- Data for the task
————

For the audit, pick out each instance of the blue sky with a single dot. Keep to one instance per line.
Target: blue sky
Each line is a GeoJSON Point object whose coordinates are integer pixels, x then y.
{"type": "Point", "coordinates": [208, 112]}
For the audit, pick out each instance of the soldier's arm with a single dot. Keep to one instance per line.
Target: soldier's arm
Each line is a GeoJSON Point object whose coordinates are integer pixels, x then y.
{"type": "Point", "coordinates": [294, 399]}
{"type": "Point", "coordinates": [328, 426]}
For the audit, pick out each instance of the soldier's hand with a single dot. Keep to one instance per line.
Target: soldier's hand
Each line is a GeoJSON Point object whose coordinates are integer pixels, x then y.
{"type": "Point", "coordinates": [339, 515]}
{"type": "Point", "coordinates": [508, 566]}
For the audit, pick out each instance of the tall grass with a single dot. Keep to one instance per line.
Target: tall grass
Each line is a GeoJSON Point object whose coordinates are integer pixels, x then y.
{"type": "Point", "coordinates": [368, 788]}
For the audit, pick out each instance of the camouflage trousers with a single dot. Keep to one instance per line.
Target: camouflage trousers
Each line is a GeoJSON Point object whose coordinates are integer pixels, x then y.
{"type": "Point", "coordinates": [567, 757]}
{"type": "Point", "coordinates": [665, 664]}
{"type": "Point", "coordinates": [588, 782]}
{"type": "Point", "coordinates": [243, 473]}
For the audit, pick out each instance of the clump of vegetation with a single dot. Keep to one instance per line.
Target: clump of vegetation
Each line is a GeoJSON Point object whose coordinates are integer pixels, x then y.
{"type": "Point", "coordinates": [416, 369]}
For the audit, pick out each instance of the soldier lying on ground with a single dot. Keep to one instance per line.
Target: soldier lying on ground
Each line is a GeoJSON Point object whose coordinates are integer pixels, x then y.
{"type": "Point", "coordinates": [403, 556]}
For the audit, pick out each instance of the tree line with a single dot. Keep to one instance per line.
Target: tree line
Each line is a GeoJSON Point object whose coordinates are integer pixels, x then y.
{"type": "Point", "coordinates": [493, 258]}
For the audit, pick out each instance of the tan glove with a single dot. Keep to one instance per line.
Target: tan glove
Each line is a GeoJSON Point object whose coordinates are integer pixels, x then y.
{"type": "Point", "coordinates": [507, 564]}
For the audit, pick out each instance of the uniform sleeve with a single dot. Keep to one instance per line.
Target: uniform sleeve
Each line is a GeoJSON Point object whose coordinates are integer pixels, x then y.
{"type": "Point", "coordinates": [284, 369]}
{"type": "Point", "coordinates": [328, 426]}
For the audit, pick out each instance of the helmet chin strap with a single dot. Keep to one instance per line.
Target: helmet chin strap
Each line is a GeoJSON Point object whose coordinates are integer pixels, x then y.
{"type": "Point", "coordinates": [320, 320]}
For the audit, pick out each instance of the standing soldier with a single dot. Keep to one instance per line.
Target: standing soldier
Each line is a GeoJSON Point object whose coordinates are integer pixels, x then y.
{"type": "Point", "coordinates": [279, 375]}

————

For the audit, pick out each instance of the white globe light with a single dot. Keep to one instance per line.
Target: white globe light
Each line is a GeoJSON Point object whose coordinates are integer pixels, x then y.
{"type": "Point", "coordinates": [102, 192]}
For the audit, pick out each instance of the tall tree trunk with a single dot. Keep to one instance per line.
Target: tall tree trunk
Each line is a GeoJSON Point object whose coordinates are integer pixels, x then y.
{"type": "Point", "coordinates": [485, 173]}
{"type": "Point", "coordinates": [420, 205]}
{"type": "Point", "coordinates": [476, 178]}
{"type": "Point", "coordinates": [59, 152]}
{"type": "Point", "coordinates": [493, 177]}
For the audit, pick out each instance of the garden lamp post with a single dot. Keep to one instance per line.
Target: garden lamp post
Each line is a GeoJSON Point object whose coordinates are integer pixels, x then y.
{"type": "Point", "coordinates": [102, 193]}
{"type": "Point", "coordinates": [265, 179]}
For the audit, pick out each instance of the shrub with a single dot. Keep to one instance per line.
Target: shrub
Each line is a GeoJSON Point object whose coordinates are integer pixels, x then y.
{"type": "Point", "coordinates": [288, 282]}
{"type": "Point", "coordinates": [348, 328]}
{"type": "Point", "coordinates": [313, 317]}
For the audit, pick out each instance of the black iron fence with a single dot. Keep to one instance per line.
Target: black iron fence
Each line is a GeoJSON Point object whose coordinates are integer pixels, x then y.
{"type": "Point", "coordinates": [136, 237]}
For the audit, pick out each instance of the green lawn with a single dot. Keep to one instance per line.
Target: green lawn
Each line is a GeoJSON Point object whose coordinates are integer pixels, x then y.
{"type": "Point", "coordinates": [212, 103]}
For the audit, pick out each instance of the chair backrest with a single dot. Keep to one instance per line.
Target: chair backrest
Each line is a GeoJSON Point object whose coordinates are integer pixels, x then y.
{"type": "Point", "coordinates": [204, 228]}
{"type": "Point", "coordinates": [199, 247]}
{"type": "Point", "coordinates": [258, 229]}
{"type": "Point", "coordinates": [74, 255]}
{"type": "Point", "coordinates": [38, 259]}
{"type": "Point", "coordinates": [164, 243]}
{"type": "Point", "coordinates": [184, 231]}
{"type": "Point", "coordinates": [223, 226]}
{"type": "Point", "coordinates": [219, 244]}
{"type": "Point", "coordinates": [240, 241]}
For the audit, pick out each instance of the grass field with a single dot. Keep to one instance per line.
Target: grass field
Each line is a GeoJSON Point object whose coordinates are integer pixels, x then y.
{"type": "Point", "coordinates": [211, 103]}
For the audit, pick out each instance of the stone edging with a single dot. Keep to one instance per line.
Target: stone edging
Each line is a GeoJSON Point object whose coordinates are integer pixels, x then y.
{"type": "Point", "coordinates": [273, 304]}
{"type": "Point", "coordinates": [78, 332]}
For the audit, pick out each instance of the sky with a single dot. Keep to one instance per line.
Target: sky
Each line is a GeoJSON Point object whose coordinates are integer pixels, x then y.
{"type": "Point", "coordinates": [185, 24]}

————

- The task
Lines above with "chin" in them are the ones to copy.

- Expected answer
For the audit, pick out each instance of the helmet chin strap with a single dot. Keep to one instance per line.
Target: helmet chin strap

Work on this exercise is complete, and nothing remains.